Rows from a dataset:

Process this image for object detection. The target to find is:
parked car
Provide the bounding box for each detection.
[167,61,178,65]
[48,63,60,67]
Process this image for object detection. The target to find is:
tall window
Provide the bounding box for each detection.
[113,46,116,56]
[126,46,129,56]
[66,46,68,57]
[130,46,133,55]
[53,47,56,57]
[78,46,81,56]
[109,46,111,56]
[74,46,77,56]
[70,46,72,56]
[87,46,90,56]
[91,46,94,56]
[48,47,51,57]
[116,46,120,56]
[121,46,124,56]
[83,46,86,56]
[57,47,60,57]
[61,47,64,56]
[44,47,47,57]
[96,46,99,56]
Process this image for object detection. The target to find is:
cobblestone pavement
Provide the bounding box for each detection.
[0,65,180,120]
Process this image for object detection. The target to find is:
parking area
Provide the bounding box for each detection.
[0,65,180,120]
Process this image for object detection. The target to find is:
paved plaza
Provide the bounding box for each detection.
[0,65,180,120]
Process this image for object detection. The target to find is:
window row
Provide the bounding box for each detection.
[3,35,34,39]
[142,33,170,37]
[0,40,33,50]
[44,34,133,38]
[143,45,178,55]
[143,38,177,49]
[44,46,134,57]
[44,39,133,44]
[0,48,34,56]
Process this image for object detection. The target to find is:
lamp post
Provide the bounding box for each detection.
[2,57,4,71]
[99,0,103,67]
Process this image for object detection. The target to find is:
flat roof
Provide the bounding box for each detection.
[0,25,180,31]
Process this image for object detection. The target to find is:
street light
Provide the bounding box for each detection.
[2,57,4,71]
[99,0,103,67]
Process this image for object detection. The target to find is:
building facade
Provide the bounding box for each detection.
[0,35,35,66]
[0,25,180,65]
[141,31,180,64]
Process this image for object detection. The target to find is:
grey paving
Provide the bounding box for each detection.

PROBLEM DESCRIPTION: Reproduce all of the records above word for word, leaving every line unchanged.

CORRECT RESULT:
Process this image for object detection. The target to find is:
parked car
Provide the bounding box for each detection.
[167,61,178,65]
[48,63,60,67]
Process this image for object detection. The target to find is:
tall window
Provide the bounding box for each detection.
[113,46,116,56]
[126,46,129,56]
[66,46,68,57]
[130,46,133,55]
[53,47,56,57]
[78,46,81,56]
[109,46,111,56]
[74,46,77,56]
[70,46,72,56]
[87,46,90,56]
[91,46,94,56]
[48,47,51,57]
[116,46,120,56]
[121,46,124,56]
[83,46,86,56]
[57,47,60,57]
[61,47,64,56]
[44,47,47,57]
[96,46,99,56]
Process this image for object detection. The target to find is:
cobblestone pavement
Provide the bounding box for each detection.
[0,65,180,120]
Process this image for object detection. The target to find is:
parking area
Provide the bounding box for each detection.
[0,65,180,120]
Process this image for object detection. The target to find is:
paved plaza
Provide the bounding box for each detection.
[0,65,180,120]
Process this image for object detection. The target to find is:
window row
Provide the bounding box for each detection.
[3,35,34,39]
[142,33,170,37]
[0,40,33,50]
[44,34,133,38]
[143,45,178,55]
[143,38,177,49]
[44,46,134,57]
[44,39,133,44]
[0,48,34,56]
Process this image for object detection. The target to find is:
lamp post
Provide the bounding box for each detection.
[2,57,4,71]
[99,0,103,67]
Process this image for object detection. The target to find is:
flat roof
Provide the bounding box for each detection.
[0,25,180,31]
Process this image for object detection. The target to find is:
street light
Provide the bounding box for each detection.
[2,57,4,71]
[99,0,103,67]
Process this image for object detection. The target to find is:
building facade
Provide the bounding box for each detection.
[0,35,35,66]
[0,25,180,65]
[141,31,180,64]
Process this image for object detection. The target to find is:
grey paving
Provide the bounding box for each detection.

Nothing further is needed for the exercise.